Part of a data file:

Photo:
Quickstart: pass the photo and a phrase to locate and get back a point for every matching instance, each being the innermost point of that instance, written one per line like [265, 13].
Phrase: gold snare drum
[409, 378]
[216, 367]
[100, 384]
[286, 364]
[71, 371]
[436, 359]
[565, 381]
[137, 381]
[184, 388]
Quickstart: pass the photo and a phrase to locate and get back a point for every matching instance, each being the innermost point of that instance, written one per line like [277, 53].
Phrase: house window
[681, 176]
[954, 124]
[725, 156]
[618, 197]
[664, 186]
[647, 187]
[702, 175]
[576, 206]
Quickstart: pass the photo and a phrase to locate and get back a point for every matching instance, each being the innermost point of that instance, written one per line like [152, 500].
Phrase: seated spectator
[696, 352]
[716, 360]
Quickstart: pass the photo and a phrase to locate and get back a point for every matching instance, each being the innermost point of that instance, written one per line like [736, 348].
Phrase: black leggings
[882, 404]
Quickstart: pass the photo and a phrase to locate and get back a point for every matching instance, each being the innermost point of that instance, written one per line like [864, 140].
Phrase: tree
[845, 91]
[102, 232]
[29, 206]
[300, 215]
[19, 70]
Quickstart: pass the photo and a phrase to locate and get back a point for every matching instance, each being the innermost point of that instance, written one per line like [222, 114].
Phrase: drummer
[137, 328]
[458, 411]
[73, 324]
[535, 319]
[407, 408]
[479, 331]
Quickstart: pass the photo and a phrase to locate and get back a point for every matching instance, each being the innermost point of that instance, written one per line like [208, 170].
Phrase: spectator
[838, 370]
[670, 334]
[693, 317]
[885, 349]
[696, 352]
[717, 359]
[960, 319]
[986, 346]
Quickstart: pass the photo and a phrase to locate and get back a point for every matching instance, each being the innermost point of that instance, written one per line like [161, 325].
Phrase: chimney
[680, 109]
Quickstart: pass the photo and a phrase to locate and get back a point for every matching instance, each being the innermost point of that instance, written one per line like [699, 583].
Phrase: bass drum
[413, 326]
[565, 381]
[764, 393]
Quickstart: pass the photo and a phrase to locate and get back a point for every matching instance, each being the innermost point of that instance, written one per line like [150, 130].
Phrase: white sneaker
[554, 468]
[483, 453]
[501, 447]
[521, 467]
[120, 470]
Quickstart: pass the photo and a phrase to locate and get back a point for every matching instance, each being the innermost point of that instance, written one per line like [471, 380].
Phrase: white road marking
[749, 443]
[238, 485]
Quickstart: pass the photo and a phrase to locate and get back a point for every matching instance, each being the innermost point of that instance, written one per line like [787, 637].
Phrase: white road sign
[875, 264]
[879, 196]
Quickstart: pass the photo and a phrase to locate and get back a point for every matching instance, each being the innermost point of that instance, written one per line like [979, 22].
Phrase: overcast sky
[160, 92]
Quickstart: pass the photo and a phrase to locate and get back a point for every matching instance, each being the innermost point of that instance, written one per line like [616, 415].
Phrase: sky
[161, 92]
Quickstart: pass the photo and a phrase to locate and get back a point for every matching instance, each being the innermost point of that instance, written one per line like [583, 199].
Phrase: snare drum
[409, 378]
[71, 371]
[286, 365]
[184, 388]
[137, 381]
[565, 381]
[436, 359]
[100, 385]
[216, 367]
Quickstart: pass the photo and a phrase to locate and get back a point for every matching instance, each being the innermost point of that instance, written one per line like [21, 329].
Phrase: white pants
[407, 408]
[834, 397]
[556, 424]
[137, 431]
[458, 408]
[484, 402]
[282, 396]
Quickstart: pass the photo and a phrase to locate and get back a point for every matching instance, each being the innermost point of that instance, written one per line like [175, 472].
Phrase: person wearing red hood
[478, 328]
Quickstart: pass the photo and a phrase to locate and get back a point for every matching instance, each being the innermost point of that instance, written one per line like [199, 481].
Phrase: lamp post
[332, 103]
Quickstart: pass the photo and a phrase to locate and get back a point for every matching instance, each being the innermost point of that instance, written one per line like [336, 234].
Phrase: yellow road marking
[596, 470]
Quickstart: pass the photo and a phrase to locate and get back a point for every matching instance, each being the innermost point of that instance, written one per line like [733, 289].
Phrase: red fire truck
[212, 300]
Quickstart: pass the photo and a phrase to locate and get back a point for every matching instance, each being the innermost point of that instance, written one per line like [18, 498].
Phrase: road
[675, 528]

● **Work to be completed**
Quote the whole listing above, leaving nothing out.

● **Exercise solution**
Photo:
Quickstart: pass the photo and a phrase to locate and get back a point for every matching instance, each being the innermost point of that instance, written one per line like [265, 13].
Phrase: gold snare drum
[409, 378]
[216, 367]
[100, 384]
[286, 364]
[71, 371]
[436, 359]
[565, 381]
[137, 381]
[184, 388]
Quickstart: pass the photo and a phrase to locate and get back a point for every matching instance, each being the innermost point of that instance, written one per line like [277, 53].
Phrase: house window
[681, 176]
[954, 124]
[725, 156]
[618, 197]
[664, 186]
[647, 187]
[702, 175]
[576, 206]
Quickstart: pass the photo and a phrase to locate and get back a point for every matching instance, each being the innermost point of that instance, written one per line like [152, 500].
Phrase: seated spectator
[696, 352]
[716, 360]
Quickstart: pass the photo and a phrase to locate and get back a point for every matching instance, each being the innermost point of that instance, written one per line like [736, 348].
Phrase: black leggings
[882, 404]
Quickstart: pass the photo and a phrase to locate and get back a point for every matching instance, each being the innermost point of that instance, written one per line like [864, 140].
Phrase: tree
[845, 91]
[102, 232]
[29, 206]
[300, 215]
[19, 70]
Quickstart: pass the photo and a phrase to locate and get back a point for every matching instance, each being the innermost point of that instance, written one per line like [222, 114].
Phrase: drummer
[137, 328]
[458, 411]
[73, 324]
[535, 319]
[407, 408]
[479, 331]
Quickstart: pass the photo and a phrase to locate and get back a point for every matching instance, each being the innermost point of that instance, written one per line like [208, 170].
Phrase: spectator
[838, 370]
[670, 334]
[693, 317]
[885, 349]
[696, 352]
[717, 359]
[960, 319]
[986, 346]
Quickstart: pass the photo and a phrase to locate and get back a point for every matching instance, each being the innermost point of that instance, written one per line like [161, 325].
Phrase: chimney
[680, 109]
Quickstart: pass the photo and a phrase to locate and get back a point for every matching instance, each being the innermost point of that instance, written one per line like [699, 583].
Phrase: bass drum
[413, 326]
[565, 381]
[764, 393]
Quickstart: pass the photo and a phrase to locate and get back a point for every matching instance, each being the innermost point of that instance, written one per line like [150, 130].
Phrase: white sneaker
[554, 468]
[483, 453]
[501, 447]
[521, 467]
[120, 470]
Quickstart: pass the photo and a phrase to locate and get back a point for every matching instance, each being the innermost point of that instance, written one per line like [471, 380].
Phrase: white road marking
[749, 443]
[238, 485]
Quickstart: pass the photo and a phrase to locate and get back a point for every matching instance, each being the innermost point of that instance, written one per line like [787, 637].
Phrase: white road sign
[875, 264]
[879, 196]
Quickstart: pass the photo and a phrase to locate and get back a point for every matching instance, each being the innermost point of that instance, written one per line like [979, 22].
Phrase: overcast sky
[160, 92]
Quickstart: pass the photo and a phrase to locate and get back a point for every matching instance, each being the innermost point of that instance, written one per line like [616, 415].
Phrase: sky
[161, 92]
Quickstart: pass the photo and a phrase to locate and get back a point for every matching instance, each being the innermost point of that instance, written one per line like [583, 199].
Phrase: snare drum
[409, 378]
[71, 371]
[286, 365]
[184, 388]
[137, 381]
[565, 381]
[436, 359]
[100, 385]
[216, 367]
Quickstart: pass the photo and a phrase to locate and get back a point for every matching instance, each being the innermost point of that instance, written one per line like [21, 329].
Phrase: white pants
[407, 408]
[834, 397]
[556, 424]
[137, 431]
[458, 408]
[484, 402]
[282, 396]
Quickstart: pass the photo and a phrase to locate and get back a point for every matching instance, each being the innermost point of that instance, written one per line like [175, 472].
Phrase: person wearing red hood
[478, 328]
Quickstart: pass the photo and a phrase to locate and get back a point for every matching instance, each being the innermost point of that instance, written one per line like [199, 481].
Phrase: lamp post
[332, 103]
Quickstart: pass the photo and a phrase to locate and get back a point for every matching instance, each being the innermost point of that instance, written one per line like [336, 234].
Phrase: yellow road marking
[596, 470]
Quickstart: pass the photo and a phrase to locate and get back a point for every matching instance, each being the innermost point of that instance, written one per line like [733, 289].
Phrase: red fire truck
[212, 300]
Quickstart: pass the photo and a phrase to locate and get back a point for every matching instance, each being the innermost point of that instance, written one per line like [18, 498].
Phrase: road
[675, 528]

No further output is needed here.